SELECTION.
[CentOS] CentOS and Marvell SAS/SATA drivers
nkadel at gmail.com
Sun Mar 6 22:45:53 UTC 2011
On Sun, Mar 6, 2011 at 1:18 PM, Chuck Munro <chuckm at seafoam.net> wrote:
> On 03/06/2011 09:00 AM, compdoc wrote:
>>> >Regarding the Marvell drivers, I had good luck with the 'sata_mv' driver
>>> >in Scientific Linux 6 just yesterday, running a pair of 4-port PCIe-x4
>>> >Tempo 'Sonnet' controller cards.
>> Are those the Mac/Windows Sonnet cards that go for less than $200?
>> What kind of performance you seeing? Are you doing software raid on them?
> Yes, those are the cards which target Windows and OS-X, but they work
> fine on Linux as well. They use the Marvell 88SX series chips.
> They control 6 2TB WD Caviar Black drives, arranged as 5 drives in a
> RAID-6 array with one hot spare. 3 drives are connected to each of two
> cards. mdstat shows array re-sync speed is usually over 100 MBytes/sec
> although that tends to vary quite a bit over time.
>> On 03/06/2011 09:00 AM, John R Pierce wrote:
>> On 03/05/11 7:01 AM, Eero Volotinen wrote:
>>> > areca works..
>> for SAS, I prefer LSI Logic.
> The Supermicro mobo I'm using (X8DAL-3) has an on-board LSI 1068E
> SAS/SATA controller chip, although I have the RAID functionality
> disabled so I can use it as a bunch of drives for software RAID-6. Like
> the Tempo cards, it has 6 2TB WD SATA drives attached which provides a
> second set of arrays.

SHORT TASK 1.
List every line in the rows that contains the string "street".

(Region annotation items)
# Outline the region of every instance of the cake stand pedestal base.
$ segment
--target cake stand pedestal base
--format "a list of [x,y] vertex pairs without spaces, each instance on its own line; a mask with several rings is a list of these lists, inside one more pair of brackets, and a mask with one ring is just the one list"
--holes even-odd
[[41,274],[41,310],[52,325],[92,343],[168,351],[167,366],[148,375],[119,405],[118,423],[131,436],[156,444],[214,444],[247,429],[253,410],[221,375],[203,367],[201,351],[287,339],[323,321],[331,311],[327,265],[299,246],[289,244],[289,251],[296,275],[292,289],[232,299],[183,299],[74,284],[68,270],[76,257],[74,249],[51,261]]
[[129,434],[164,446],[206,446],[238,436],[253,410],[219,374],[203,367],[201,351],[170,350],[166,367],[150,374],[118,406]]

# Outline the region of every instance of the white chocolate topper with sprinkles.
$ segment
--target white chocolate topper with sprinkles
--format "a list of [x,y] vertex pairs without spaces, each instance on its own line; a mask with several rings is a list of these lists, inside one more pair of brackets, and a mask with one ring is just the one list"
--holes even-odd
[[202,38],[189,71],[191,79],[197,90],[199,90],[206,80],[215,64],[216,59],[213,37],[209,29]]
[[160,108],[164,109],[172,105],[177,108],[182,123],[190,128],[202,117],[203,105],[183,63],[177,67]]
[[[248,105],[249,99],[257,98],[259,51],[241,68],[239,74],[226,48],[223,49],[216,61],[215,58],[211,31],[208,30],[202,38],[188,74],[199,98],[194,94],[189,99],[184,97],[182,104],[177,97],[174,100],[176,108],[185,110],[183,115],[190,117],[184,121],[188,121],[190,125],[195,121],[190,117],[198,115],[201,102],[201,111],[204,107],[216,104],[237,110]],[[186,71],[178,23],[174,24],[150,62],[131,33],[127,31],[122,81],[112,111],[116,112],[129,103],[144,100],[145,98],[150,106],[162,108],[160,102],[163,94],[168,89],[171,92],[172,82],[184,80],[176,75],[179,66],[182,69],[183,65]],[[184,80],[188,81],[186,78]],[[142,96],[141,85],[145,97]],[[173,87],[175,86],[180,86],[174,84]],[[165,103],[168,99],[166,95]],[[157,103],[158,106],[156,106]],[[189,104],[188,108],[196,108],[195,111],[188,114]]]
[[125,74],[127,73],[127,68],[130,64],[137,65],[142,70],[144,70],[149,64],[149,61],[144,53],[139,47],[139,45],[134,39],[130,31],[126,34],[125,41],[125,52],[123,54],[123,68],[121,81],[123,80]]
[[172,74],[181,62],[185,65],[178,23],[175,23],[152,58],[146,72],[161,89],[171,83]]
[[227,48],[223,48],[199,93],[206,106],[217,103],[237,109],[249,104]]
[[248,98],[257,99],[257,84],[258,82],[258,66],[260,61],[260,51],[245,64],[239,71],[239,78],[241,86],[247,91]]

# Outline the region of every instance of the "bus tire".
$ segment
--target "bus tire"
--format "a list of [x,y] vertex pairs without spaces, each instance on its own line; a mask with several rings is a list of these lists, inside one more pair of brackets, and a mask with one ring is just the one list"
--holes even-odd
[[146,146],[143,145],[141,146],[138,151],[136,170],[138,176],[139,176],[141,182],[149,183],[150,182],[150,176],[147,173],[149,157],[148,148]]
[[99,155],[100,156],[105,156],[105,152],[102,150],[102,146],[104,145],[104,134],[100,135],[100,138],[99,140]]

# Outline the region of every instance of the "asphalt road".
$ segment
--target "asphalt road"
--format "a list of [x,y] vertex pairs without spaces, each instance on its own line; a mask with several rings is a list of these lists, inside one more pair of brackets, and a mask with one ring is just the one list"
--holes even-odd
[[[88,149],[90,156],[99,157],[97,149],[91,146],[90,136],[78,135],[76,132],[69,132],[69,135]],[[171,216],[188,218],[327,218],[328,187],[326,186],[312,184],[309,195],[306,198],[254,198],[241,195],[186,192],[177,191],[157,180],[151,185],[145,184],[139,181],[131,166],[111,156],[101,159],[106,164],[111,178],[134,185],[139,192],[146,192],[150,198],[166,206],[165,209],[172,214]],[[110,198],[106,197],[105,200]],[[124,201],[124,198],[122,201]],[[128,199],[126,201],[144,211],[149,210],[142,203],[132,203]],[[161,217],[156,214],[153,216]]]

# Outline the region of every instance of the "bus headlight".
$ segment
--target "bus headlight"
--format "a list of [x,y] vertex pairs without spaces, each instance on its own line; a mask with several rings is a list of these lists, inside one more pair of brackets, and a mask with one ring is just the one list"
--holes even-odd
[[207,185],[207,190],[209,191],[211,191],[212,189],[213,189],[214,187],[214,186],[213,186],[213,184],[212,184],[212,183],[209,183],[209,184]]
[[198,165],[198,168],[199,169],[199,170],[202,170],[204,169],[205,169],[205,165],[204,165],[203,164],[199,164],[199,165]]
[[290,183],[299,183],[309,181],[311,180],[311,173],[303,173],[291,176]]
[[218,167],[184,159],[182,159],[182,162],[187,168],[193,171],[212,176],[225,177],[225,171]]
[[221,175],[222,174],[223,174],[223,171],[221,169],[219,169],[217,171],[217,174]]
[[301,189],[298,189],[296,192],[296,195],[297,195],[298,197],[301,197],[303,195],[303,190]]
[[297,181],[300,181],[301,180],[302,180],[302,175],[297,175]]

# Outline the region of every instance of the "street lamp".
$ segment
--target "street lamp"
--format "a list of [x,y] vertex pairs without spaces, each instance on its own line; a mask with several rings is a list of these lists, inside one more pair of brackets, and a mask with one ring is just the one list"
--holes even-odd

SHORT TASK 2.
Rewrite the CentOS mailing list post starting with "[CentOS] CentOS and" and going on through "less than $200?", with "Sonnet" changed to "Areca".

TASK ANSWER 1.
# Outline the region of every instance of the "street lamp".
--target "street lamp"

TASK ANSWER 2.
[CentOS] CentOS and Marvell SAS/SATA drivers
nkadel at gmail.com
Sun Mar 6 22:45:53 UTC 2011
On Sun, Mar 6, 2011 at 1:18 PM, Chuck Munro <chuckm at seafoam.net> wrote:
> On 03/06/2011 09:00 AM, compdoc wrote:
>>> >Regarding the Marvell drivers, I had good luck with the 'sata_mv' driver
>>> >in Scientific Linux 6 just yesterday, running a pair of 4-port PCIe-x4
>>> >Tempo 'Areca' controller cards.
>> Are those the Mac/Windows Areca cards that go for less than $200?